Collected data entries:
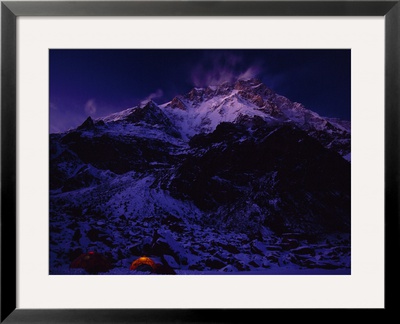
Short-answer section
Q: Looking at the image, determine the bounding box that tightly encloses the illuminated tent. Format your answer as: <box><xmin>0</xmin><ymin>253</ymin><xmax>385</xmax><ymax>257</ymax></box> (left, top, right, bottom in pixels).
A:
<box><xmin>70</xmin><ymin>251</ymin><xmax>112</xmax><ymax>274</ymax></box>
<box><xmin>130</xmin><ymin>256</ymin><xmax>176</xmax><ymax>274</ymax></box>
<box><xmin>130</xmin><ymin>256</ymin><xmax>156</xmax><ymax>272</ymax></box>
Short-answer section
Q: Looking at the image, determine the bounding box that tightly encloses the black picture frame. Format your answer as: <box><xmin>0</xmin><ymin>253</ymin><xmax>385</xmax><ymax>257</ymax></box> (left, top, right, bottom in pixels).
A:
<box><xmin>0</xmin><ymin>0</ymin><xmax>400</xmax><ymax>323</ymax></box>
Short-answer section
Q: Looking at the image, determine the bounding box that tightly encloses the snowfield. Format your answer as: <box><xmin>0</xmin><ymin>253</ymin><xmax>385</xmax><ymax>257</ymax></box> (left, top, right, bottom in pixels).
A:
<box><xmin>49</xmin><ymin>80</ymin><xmax>351</xmax><ymax>275</ymax></box>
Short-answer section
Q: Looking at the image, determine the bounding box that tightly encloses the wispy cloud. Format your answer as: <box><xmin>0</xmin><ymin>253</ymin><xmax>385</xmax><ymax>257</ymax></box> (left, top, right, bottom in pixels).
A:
<box><xmin>141</xmin><ymin>89</ymin><xmax>164</xmax><ymax>104</ymax></box>
<box><xmin>85</xmin><ymin>99</ymin><xmax>97</xmax><ymax>115</ymax></box>
<box><xmin>191</xmin><ymin>52</ymin><xmax>262</xmax><ymax>87</ymax></box>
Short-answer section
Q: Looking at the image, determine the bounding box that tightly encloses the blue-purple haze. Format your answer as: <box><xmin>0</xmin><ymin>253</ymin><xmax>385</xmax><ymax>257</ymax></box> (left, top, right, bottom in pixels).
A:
<box><xmin>49</xmin><ymin>49</ymin><xmax>351</xmax><ymax>133</ymax></box>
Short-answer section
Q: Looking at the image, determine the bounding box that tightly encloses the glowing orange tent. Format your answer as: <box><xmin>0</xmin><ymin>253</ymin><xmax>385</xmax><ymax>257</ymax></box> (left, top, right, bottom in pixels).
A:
<box><xmin>70</xmin><ymin>251</ymin><xmax>112</xmax><ymax>274</ymax></box>
<box><xmin>130</xmin><ymin>256</ymin><xmax>156</xmax><ymax>272</ymax></box>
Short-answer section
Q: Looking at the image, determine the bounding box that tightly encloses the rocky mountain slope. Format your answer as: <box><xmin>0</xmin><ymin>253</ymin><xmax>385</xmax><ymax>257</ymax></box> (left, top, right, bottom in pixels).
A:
<box><xmin>50</xmin><ymin>79</ymin><xmax>351</xmax><ymax>274</ymax></box>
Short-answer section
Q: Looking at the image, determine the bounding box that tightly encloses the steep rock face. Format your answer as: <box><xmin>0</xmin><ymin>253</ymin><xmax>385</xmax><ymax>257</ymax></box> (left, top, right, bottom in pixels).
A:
<box><xmin>161</xmin><ymin>79</ymin><xmax>350</xmax><ymax>157</ymax></box>
<box><xmin>166</xmin><ymin>123</ymin><xmax>350</xmax><ymax>232</ymax></box>
<box><xmin>50</xmin><ymin>79</ymin><xmax>351</xmax><ymax>272</ymax></box>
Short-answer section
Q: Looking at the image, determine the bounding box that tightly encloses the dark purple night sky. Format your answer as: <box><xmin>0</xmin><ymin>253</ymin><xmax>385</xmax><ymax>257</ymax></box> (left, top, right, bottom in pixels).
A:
<box><xmin>49</xmin><ymin>49</ymin><xmax>351</xmax><ymax>133</ymax></box>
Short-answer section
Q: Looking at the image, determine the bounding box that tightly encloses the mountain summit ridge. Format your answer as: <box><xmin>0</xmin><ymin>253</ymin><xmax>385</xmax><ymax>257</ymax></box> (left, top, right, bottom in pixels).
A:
<box><xmin>50</xmin><ymin>80</ymin><xmax>351</xmax><ymax>274</ymax></box>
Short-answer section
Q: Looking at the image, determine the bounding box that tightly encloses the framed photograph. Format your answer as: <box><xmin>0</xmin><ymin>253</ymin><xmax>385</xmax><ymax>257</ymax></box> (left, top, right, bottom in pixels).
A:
<box><xmin>1</xmin><ymin>0</ymin><xmax>400</xmax><ymax>323</ymax></box>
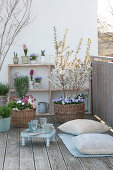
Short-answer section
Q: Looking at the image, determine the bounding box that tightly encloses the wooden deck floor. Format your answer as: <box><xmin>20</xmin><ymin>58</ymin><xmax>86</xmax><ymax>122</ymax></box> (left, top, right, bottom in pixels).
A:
<box><xmin>0</xmin><ymin>116</ymin><xmax>113</xmax><ymax>170</ymax></box>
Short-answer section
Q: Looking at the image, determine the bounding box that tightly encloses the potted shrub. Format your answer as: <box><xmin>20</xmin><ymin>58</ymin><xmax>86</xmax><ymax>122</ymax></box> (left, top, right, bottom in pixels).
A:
<box><xmin>0</xmin><ymin>105</ymin><xmax>12</xmax><ymax>131</ymax></box>
<box><xmin>14</xmin><ymin>76</ymin><xmax>29</xmax><ymax>99</ymax></box>
<box><xmin>30</xmin><ymin>53</ymin><xmax>38</xmax><ymax>64</ymax></box>
<box><xmin>13</xmin><ymin>52</ymin><xmax>19</xmax><ymax>64</ymax></box>
<box><xmin>0</xmin><ymin>83</ymin><xmax>9</xmax><ymax>106</ymax></box>
<box><xmin>21</xmin><ymin>44</ymin><xmax>29</xmax><ymax>64</ymax></box>
<box><xmin>8</xmin><ymin>95</ymin><xmax>36</xmax><ymax>127</ymax></box>
<box><xmin>35</xmin><ymin>76</ymin><xmax>42</xmax><ymax>88</ymax></box>
<box><xmin>8</xmin><ymin>76</ymin><xmax>36</xmax><ymax>127</ymax></box>
<box><xmin>40</xmin><ymin>50</ymin><xmax>46</xmax><ymax>61</ymax></box>
<box><xmin>50</xmin><ymin>28</ymin><xmax>92</xmax><ymax>123</ymax></box>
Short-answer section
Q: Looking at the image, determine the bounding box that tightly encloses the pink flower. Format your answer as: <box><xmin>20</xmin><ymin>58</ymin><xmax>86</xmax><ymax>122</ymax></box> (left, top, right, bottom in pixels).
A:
<box><xmin>30</xmin><ymin>70</ymin><xmax>34</xmax><ymax>76</ymax></box>
<box><xmin>23</xmin><ymin>44</ymin><xmax>27</xmax><ymax>50</ymax></box>
<box><xmin>23</xmin><ymin>44</ymin><xmax>27</xmax><ymax>56</ymax></box>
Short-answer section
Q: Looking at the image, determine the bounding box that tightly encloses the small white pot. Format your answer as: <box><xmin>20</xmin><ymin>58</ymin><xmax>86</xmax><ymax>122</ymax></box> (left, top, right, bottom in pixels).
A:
<box><xmin>35</xmin><ymin>82</ymin><xmax>40</xmax><ymax>89</ymax></box>
<box><xmin>29</xmin><ymin>81</ymin><xmax>34</xmax><ymax>90</ymax></box>
<box><xmin>30</xmin><ymin>60</ymin><xmax>37</xmax><ymax>64</ymax></box>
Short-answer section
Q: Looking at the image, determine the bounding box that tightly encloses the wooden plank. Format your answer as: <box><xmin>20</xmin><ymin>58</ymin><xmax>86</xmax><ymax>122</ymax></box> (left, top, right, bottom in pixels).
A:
<box><xmin>33</xmin><ymin>139</ymin><xmax>51</xmax><ymax>170</ymax></box>
<box><xmin>47</xmin><ymin>141</ymin><xmax>67</xmax><ymax>170</ymax></box>
<box><xmin>19</xmin><ymin>129</ymin><xmax>36</xmax><ymax>170</ymax></box>
<box><xmin>79</xmin><ymin>158</ymin><xmax>99</xmax><ymax>170</ymax></box>
<box><xmin>94</xmin><ymin>157</ymin><xmax>113</xmax><ymax>170</ymax></box>
<box><xmin>10</xmin><ymin>89</ymin><xmax>49</xmax><ymax>92</ymax></box>
<box><xmin>0</xmin><ymin>132</ymin><xmax>8</xmax><ymax>170</ymax></box>
<box><xmin>8</xmin><ymin>63</ymin><xmax>53</xmax><ymax>67</ymax></box>
<box><xmin>4</xmin><ymin>128</ymin><xmax>19</xmax><ymax>170</ymax></box>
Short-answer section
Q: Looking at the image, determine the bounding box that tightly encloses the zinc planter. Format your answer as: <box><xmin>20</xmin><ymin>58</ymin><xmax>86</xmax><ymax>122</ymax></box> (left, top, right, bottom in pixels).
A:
<box><xmin>21</xmin><ymin>56</ymin><xmax>29</xmax><ymax>64</ymax></box>
<box><xmin>0</xmin><ymin>117</ymin><xmax>11</xmax><ymax>132</ymax></box>
<box><xmin>54</xmin><ymin>103</ymin><xmax>85</xmax><ymax>123</ymax></box>
<box><xmin>0</xmin><ymin>96</ymin><xmax>7</xmax><ymax>106</ymax></box>
<box><xmin>30</xmin><ymin>60</ymin><xmax>37</xmax><ymax>64</ymax></box>
<box><xmin>11</xmin><ymin>108</ymin><xmax>36</xmax><ymax>127</ymax></box>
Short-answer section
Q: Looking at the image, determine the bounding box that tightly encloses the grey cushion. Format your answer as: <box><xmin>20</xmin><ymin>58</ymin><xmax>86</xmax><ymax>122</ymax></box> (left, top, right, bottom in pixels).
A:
<box><xmin>58</xmin><ymin>119</ymin><xmax>110</xmax><ymax>135</ymax></box>
<box><xmin>72</xmin><ymin>133</ymin><xmax>113</xmax><ymax>154</ymax></box>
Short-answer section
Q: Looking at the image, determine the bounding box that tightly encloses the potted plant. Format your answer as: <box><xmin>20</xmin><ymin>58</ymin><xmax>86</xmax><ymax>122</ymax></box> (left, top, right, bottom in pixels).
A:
<box><xmin>40</xmin><ymin>50</ymin><xmax>46</xmax><ymax>61</ymax></box>
<box><xmin>29</xmin><ymin>70</ymin><xmax>34</xmax><ymax>89</ymax></box>
<box><xmin>0</xmin><ymin>105</ymin><xmax>12</xmax><ymax>131</ymax></box>
<box><xmin>8</xmin><ymin>95</ymin><xmax>37</xmax><ymax>127</ymax></box>
<box><xmin>35</xmin><ymin>76</ymin><xmax>42</xmax><ymax>88</ymax></box>
<box><xmin>14</xmin><ymin>76</ymin><xmax>29</xmax><ymax>99</ymax></box>
<box><xmin>30</xmin><ymin>53</ymin><xmax>38</xmax><ymax>64</ymax></box>
<box><xmin>50</xmin><ymin>28</ymin><xmax>92</xmax><ymax>123</ymax></box>
<box><xmin>22</xmin><ymin>44</ymin><xmax>29</xmax><ymax>64</ymax></box>
<box><xmin>0</xmin><ymin>83</ymin><xmax>9</xmax><ymax>106</ymax></box>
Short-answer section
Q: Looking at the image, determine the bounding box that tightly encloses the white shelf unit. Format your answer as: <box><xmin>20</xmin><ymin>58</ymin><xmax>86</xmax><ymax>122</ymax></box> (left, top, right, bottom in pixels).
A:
<box><xmin>8</xmin><ymin>63</ymin><xmax>91</xmax><ymax>115</ymax></box>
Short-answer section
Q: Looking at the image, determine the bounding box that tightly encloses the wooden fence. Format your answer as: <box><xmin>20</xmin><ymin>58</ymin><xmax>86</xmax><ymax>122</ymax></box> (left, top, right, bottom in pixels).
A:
<box><xmin>92</xmin><ymin>57</ymin><xmax>113</xmax><ymax>128</ymax></box>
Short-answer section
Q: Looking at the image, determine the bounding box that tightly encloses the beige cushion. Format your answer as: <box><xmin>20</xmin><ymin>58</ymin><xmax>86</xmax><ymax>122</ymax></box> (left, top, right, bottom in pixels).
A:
<box><xmin>58</xmin><ymin>119</ymin><xmax>110</xmax><ymax>135</ymax></box>
<box><xmin>72</xmin><ymin>133</ymin><xmax>113</xmax><ymax>154</ymax></box>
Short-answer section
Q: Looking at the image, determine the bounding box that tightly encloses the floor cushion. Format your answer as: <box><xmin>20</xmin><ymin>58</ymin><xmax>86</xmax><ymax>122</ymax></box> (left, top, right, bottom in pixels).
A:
<box><xmin>72</xmin><ymin>133</ymin><xmax>113</xmax><ymax>154</ymax></box>
<box><xmin>58</xmin><ymin>119</ymin><xmax>110</xmax><ymax>135</ymax></box>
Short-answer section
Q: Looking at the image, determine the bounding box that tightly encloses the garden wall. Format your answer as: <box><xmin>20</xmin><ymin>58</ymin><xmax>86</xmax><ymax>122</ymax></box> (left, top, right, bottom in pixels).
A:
<box><xmin>0</xmin><ymin>0</ymin><xmax>98</xmax><ymax>82</ymax></box>
<box><xmin>92</xmin><ymin>57</ymin><xmax>113</xmax><ymax>127</ymax></box>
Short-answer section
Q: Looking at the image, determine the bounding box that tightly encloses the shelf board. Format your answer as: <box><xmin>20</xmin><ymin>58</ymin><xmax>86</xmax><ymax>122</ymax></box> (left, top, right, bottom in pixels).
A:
<box><xmin>10</xmin><ymin>89</ymin><xmax>49</xmax><ymax>92</ymax></box>
<box><xmin>51</xmin><ymin>88</ymin><xmax>90</xmax><ymax>92</ymax></box>
<box><xmin>8</xmin><ymin>63</ymin><xmax>54</xmax><ymax>67</ymax></box>
<box><xmin>36</xmin><ymin>113</ymin><xmax>55</xmax><ymax>116</ymax></box>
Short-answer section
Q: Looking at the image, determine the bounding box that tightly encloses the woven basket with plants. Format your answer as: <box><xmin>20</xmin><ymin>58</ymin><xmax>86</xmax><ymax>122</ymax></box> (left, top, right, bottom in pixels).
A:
<box><xmin>53</xmin><ymin>94</ymin><xmax>85</xmax><ymax>123</ymax></box>
<box><xmin>0</xmin><ymin>83</ymin><xmax>9</xmax><ymax>106</ymax></box>
<box><xmin>50</xmin><ymin>28</ymin><xmax>92</xmax><ymax>123</ymax></box>
<box><xmin>8</xmin><ymin>76</ymin><xmax>36</xmax><ymax>127</ymax></box>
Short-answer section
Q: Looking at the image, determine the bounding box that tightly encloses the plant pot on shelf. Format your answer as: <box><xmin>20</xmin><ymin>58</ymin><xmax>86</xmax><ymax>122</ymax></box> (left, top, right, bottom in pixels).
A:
<box><xmin>0</xmin><ymin>117</ymin><xmax>11</xmax><ymax>132</ymax></box>
<box><xmin>29</xmin><ymin>81</ymin><xmax>34</xmax><ymax>90</ymax></box>
<box><xmin>0</xmin><ymin>96</ymin><xmax>7</xmax><ymax>106</ymax></box>
<box><xmin>35</xmin><ymin>82</ymin><xmax>41</xmax><ymax>89</ymax></box>
<box><xmin>13</xmin><ymin>57</ymin><xmax>19</xmax><ymax>64</ymax></box>
<box><xmin>11</xmin><ymin>108</ymin><xmax>36</xmax><ymax>127</ymax></box>
<box><xmin>0</xmin><ymin>105</ymin><xmax>12</xmax><ymax>132</ymax></box>
<box><xmin>30</xmin><ymin>60</ymin><xmax>37</xmax><ymax>64</ymax></box>
<box><xmin>54</xmin><ymin>103</ymin><xmax>85</xmax><ymax>123</ymax></box>
<box><xmin>21</xmin><ymin>56</ymin><xmax>29</xmax><ymax>64</ymax></box>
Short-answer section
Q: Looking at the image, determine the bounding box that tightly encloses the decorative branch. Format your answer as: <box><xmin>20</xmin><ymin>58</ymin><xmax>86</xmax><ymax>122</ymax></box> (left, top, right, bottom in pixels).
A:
<box><xmin>0</xmin><ymin>0</ymin><xmax>33</xmax><ymax>70</ymax></box>
<box><xmin>49</xmin><ymin>27</ymin><xmax>92</xmax><ymax>99</ymax></box>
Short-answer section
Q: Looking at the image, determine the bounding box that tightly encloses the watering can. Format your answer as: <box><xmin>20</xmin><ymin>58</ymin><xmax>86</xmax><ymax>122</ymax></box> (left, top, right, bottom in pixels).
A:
<box><xmin>38</xmin><ymin>102</ymin><xmax>49</xmax><ymax>113</ymax></box>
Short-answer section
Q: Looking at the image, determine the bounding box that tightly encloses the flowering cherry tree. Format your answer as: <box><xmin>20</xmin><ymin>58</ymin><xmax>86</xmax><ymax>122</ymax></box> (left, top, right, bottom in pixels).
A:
<box><xmin>0</xmin><ymin>0</ymin><xmax>33</xmax><ymax>70</ymax></box>
<box><xmin>50</xmin><ymin>27</ymin><xmax>92</xmax><ymax>99</ymax></box>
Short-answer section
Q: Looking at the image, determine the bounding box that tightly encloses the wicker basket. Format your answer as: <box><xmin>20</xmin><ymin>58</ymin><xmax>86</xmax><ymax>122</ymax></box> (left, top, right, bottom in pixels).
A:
<box><xmin>54</xmin><ymin>103</ymin><xmax>85</xmax><ymax>123</ymax></box>
<box><xmin>11</xmin><ymin>109</ymin><xmax>36</xmax><ymax>127</ymax></box>
<box><xmin>0</xmin><ymin>96</ymin><xmax>7</xmax><ymax>106</ymax></box>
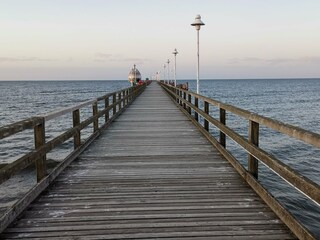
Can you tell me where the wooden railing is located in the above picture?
[160,82,320,239]
[0,84,147,232]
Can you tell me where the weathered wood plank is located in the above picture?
[0,84,295,239]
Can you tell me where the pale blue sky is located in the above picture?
[0,0,320,80]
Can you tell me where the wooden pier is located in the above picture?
[0,83,318,240]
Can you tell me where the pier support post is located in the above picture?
[118,92,122,111]
[34,118,47,182]
[248,120,259,179]
[204,101,209,132]
[220,108,226,148]
[188,93,191,115]
[104,97,109,122]
[92,102,99,132]
[72,109,81,149]
[112,93,117,116]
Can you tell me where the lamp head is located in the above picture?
[173,48,178,55]
[191,14,205,30]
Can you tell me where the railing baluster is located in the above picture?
[220,108,226,148]
[104,97,109,122]
[188,93,191,115]
[34,118,47,182]
[72,109,81,149]
[204,101,209,132]
[118,92,122,111]
[248,120,259,179]
[194,97,199,122]
[92,102,99,132]
[112,93,117,116]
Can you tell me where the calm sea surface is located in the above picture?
[0,79,320,239]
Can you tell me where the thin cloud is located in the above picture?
[0,57,57,62]
[94,53,152,64]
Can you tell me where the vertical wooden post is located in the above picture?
[124,89,129,106]
[72,109,81,149]
[174,89,180,103]
[92,102,99,132]
[248,120,259,179]
[122,90,126,107]
[188,93,191,115]
[118,92,122,111]
[220,108,226,148]
[34,118,47,182]
[204,101,209,131]
[104,97,109,122]
[194,97,199,122]
[112,93,117,116]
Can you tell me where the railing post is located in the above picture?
[72,109,81,149]
[34,118,47,182]
[118,92,122,111]
[220,108,226,148]
[92,102,99,132]
[248,120,259,179]
[124,89,129,106]
[174,89,179,103]
[122,90,126,107]
[194,97,199,122]
[204,101,209,132]
[188,93,191,115]
[112,93,117,116]
[104,97,109,122]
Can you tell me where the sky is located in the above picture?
[0,0,320,80]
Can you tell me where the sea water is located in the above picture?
[0,79,320,238]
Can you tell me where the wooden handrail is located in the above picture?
[0,85,146,184]
[160,82,320,239]
[161,83,320,204]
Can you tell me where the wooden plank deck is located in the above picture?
[0,83,296,239]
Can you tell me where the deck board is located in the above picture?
[0,83,296,240]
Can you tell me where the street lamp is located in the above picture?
[191,14,204,94]
[173,48,178,87]
[167,59,170,84]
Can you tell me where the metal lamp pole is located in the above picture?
[191,15,204,94]
[167,59,170,84]
[173,48,178,87]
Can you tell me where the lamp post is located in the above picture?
[167,59,170,84]
[191,14,204,94]
[173,48,178,87]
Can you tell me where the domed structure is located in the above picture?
[128,65,141,85]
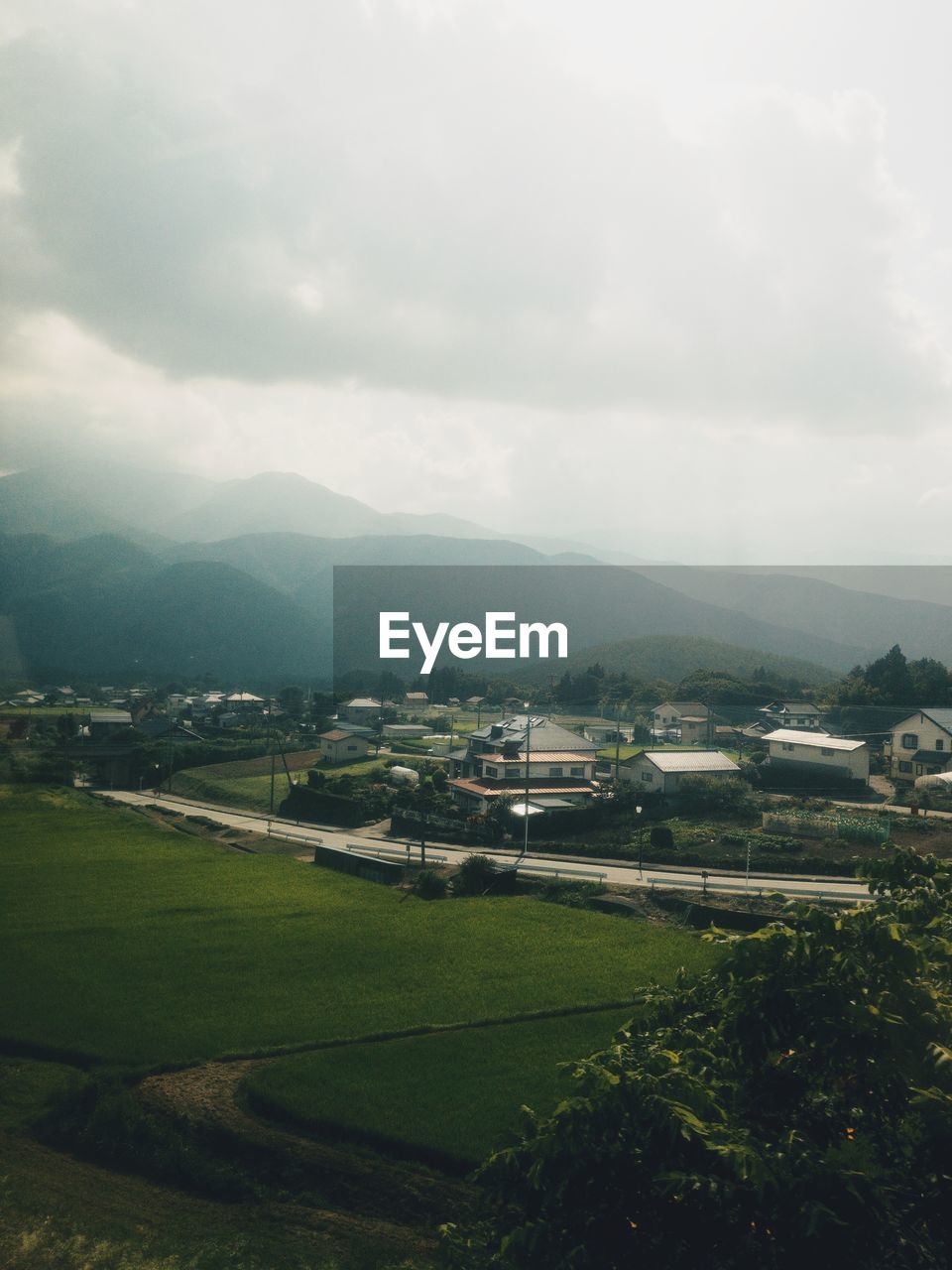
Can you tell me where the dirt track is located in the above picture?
[139,1060,475,1237]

Directions for this task: Lay out the listing as a Markdown table with the columns "Row" and "Line," beginning at the line that has "Can you tell me where the lamp post" and stopping after the last line of the listing. Skip blank lines and leave the pictures out.

Problem solution:
| Row | Line |
|---|---|
| 1 | Can you tell me where the lamp post is located in the above picture? |
| 2 | [167,59,170,84] |
| 3 | [191,14,204,94] |
| 4 | [173,48,178,87] |
| 5 | Can you tell me where the domed structure is located in the above picture? |
| 6 | [128,65,141,85] |
| 7 | Can you tell me where the dirt track is located in the above picture? |
| 8 | [139,1060,475,1237] |